Exercise instructions
Transcribe the following records in full, exactly as shown.

[Saved entries]
........

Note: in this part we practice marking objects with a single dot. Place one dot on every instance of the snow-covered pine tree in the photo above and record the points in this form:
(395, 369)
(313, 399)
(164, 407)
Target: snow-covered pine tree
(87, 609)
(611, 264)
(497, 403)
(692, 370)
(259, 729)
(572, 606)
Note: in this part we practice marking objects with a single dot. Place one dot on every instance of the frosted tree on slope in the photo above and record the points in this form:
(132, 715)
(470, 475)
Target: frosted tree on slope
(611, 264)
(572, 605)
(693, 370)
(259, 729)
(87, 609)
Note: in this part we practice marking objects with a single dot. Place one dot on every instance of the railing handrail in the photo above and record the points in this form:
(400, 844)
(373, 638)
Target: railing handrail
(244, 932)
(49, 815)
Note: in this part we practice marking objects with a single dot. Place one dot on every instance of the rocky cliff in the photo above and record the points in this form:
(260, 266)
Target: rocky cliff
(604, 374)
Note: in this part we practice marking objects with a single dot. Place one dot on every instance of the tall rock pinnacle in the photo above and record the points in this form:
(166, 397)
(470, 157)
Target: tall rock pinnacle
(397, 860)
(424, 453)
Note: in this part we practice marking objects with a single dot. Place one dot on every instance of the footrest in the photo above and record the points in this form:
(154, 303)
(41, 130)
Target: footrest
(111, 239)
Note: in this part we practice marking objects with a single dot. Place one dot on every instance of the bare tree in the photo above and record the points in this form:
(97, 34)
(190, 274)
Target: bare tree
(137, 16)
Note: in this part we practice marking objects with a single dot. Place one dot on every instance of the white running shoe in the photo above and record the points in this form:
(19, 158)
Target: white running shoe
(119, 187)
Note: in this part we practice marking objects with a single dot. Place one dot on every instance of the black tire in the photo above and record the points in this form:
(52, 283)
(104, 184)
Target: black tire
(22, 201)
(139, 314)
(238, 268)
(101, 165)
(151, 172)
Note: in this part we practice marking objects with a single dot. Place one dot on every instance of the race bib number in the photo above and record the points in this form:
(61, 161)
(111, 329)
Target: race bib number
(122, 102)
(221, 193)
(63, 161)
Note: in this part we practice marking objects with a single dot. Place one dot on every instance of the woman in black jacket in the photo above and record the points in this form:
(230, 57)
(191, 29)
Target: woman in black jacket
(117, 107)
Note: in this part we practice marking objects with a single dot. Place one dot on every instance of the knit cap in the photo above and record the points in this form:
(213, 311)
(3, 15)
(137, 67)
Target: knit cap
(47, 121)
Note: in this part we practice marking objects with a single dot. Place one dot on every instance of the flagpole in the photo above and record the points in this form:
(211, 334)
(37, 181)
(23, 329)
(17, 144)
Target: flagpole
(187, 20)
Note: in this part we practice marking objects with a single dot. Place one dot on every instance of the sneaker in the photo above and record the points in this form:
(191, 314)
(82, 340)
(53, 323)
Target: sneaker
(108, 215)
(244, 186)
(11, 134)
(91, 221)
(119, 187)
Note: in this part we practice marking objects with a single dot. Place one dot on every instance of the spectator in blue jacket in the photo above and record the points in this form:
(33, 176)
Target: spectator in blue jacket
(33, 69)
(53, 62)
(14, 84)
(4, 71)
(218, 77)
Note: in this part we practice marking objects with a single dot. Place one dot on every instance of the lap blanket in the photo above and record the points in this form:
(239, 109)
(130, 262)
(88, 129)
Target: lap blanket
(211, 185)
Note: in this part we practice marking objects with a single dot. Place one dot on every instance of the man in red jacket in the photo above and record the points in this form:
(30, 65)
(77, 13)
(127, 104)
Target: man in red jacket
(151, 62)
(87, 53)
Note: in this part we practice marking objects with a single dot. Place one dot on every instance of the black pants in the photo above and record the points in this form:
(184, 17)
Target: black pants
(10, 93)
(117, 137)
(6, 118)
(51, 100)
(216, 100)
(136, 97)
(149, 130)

........

Problem solution
Note: in this part we practice marking objects with a single dot. Place one dot on every instance of the snow-covered pine tree in the photo above and record the points in this form:
(395, 369)
(313, 399)
(164, 407)
Target: snow-covered pine tree
(87, 609)
(611, 264)
(497, 403)
(692, 370)
(259, 729)
(572, 606)
Note: in this part we practice marking objects with a single dot. Place one dot on every instance of the frosted tree on slope in the photo above and record the points in this form:
(132, 715)
(470, 475)
Target: frosted tree on slope
(611, 264)
(572, 605)
(693, 370)
(259, 729)
(87, 609)
Note: in this part we practice marking objects with a single dot. Place one dot on every instance of the railing handrail in the photo above and record the points in this form:
(400, 844)
(373, 638)
Target: railing handrail
(244, 932)
(49, 815)
Note: in this part we practice marking objects with a single dot. Place one dot on every instance of the rocky cliff in the photo above and record the points in this form:
(260, 266)
Target: rocky cliff
(604, 374)
Note: in this part we practice marking objects with a single dot. Place one dot on every instance of the tall rock pinnacle in the photo above and record the points in this form:
(166, 397)
(470, 157)
Target: tall rock pinnacle
(397, 860)
(424, 453)
Note: in this part we practice marking objects with a single dot. Place one dot on every instance of the footrest in the photo above and record the points in this form:
(154, 303)
(41, 130)
Target: footrest
(111, 239)
Note: in this part we practice marking objects with a single dot. Place one dot on every instance of the bare tree in the photo above and record the points in this form:
(97, 34)
(190, 274)
Target: bare tree
(137, 16)
Note: in this part we practice marking objects with a single dot. Place one dot on every instance of the white running shoe in the photo above and record the points in this form:
(19, 158)
Target: white running shoe
(119, 187)
Note: in this part we practice marking objects with a single dot. Place one dot on every instance of the black tire in the photo above and record the points in this form:
(52, 283)
(104, 184)
Target: black tire
(22, 201)
(139, 314)
(238, 268)
(101, 165)
(151, 172)
Note: in this part we practice marking objects with a single dot. Place one dot on every instance of the race bib number in the photo above and record the points in this form:
(61, 161)
(111, 329)
Target: race bib number
(122, 102)
(221, 193)
(63, 161)
Note: in this part we practice marking objects with a single dot. Place one dot on every instance of the woman in black jacket in the photo above and record the points in this form:
(230, 57)
(191, 29)
Target: woman in black jacket
(117, 107)
Note: in this part we practice marking objects with a single dot. Place one dot on every instance of the knit cap in the photo above and record the points in this form:
(213, 311)
(3, 15)
(137, 67)
Target: knit cap
(47, 121)
Note: in this part we practice marking objects with a single dot. Place one dot on every instance of the flagpole in the photo above and record the points in this form:
(211, 334)
(37, 181)
(23, 329)
(17, 144)
Target: flagpole
(187, 20)
Note: in this part we practice marking objects with a single dot. Place one dot on every instance of the sneaker in the photo above and record the points in this form:
(191, 314)
(82, 340)
(53, 323)
Target: sneaker
(108, 215)
(244, 186)
(11, 134)
(91, 221)
(119, 187)
Note: in this part we practice marking objects with a single dot. Place one dot on every instance of the spectator in blue jacket in the photo above and record the points in this form:
(33, 176)
Target: spectator in blue jacket
(33, 69)
(53, 62)
(14, 84)
(4, 71)
(218, 77)
Note: in this part we practice marking objects with a single dot. Place one dot on every instance of the lap blanket in the photo above and record the points in this form:
(239, 109)
(130, 262)
(88, 129)
Target: lap blanket
(211, 185)
Note: in this part we practice marking objects with a single dot. Place one dot on every instance of the man in red jacket in the photo above and record the points in this form:
(30, 65)
(77, 13)
(127, 104)
Target: man in red jacket
(151, 62)
(87, 53)
Note: in this part we practice marking objects with a single dot. Place one dot on every instance of the black pants in the photo above and record the points in this form:
(184, 17)
Target: black pants
(10, 93)
(117, 137)
(6, 118)
(51, 100)
(216, 100)
(136, 97)
(149, 130)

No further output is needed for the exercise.